**AIM OF THE TASK:**
Report every line below that has the string "place" in it.

(Stored data entries)
^^^^^^^^

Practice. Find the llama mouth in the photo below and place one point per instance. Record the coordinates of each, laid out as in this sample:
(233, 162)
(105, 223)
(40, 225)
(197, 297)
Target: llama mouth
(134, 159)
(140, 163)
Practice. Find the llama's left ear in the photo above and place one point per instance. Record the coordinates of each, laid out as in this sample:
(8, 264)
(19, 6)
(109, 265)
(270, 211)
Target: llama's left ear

^^^^^^^^

**TASK RESPONSE:**
Practice. Find the llama mouth in the photo below and place one point per instance. Record the coordinates of each, laid out as in this sample:
Practice. Find the llama's left ear in the photo above and place one point per instance. Record the coordinates of each, laid out as in this sample:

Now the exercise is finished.